▶ Task: What is needed is an exact copy of the lines from the one containing "For every instance of the metal" through the last line of the entries below, both included.

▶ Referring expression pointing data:
━━━━━━━━━━

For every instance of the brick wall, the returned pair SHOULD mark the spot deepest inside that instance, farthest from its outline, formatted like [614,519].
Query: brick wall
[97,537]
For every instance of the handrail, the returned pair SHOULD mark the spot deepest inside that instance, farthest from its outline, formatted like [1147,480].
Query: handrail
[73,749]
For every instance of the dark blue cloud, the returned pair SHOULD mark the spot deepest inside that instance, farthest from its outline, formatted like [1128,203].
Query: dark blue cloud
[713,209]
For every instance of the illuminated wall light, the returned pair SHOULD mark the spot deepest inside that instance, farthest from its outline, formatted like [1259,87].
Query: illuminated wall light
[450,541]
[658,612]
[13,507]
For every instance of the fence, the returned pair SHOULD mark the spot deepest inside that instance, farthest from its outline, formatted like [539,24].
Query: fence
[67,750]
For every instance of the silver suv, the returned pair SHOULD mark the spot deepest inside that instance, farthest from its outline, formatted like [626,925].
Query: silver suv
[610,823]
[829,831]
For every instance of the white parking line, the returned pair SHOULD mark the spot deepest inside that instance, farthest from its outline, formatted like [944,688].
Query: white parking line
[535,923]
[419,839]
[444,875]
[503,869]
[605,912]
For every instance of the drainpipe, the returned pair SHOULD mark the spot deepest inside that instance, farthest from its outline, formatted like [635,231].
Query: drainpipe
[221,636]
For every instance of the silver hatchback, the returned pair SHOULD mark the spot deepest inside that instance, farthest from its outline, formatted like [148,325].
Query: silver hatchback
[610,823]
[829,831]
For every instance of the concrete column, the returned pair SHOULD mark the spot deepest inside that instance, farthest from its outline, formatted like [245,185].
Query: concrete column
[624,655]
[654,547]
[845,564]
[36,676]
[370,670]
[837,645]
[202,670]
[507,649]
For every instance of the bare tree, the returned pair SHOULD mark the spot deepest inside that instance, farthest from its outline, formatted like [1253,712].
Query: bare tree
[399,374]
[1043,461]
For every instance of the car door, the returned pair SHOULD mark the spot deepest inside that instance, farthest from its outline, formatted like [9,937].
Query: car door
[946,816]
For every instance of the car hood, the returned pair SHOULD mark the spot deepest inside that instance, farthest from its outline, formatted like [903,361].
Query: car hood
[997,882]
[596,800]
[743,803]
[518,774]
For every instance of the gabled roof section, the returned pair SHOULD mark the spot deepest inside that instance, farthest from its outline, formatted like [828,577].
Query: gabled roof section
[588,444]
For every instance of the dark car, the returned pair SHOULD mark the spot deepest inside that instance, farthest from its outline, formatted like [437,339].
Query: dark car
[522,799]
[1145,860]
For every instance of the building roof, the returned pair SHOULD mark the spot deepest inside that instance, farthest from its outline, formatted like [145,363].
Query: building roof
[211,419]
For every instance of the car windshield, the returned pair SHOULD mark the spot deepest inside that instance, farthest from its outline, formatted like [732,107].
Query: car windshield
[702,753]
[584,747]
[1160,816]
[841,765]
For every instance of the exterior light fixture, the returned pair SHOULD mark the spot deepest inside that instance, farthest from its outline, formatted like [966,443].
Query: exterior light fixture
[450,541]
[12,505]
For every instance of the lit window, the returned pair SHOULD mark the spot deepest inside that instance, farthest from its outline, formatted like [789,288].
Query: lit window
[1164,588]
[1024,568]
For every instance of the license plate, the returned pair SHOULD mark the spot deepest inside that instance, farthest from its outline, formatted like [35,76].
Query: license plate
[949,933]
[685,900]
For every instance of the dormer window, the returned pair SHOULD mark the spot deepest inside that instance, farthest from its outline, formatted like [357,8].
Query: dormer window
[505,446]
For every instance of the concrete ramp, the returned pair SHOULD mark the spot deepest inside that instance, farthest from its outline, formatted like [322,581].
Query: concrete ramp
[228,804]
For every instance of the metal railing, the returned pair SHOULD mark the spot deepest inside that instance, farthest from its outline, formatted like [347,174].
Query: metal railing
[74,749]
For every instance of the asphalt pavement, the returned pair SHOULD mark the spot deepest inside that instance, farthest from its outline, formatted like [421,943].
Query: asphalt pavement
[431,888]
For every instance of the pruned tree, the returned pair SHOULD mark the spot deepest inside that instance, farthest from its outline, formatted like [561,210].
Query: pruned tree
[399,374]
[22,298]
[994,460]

━━━━━━━━━━

▶ Final answer:
For every instance of the metal railing, the returned pair SHOULD mark the spot deepest inside that instance, farthest from its outline, formatted like [347,174].
Query: metal railing
[74,749]
For every instance of the asphalt pavement, the returned pair SHOULD mark the spot deepest inside that instance, farthest from its outline, formatted like [421,943].
Query: asphalt pavement
[431,888]
For every instance of the pruned tree, the returned pair SHOULD mark the spot deepest inside that instance, farthest from its outline, formatted like [561,210].
Query: pruned tree
[399,374]
[22,298]
[994,460]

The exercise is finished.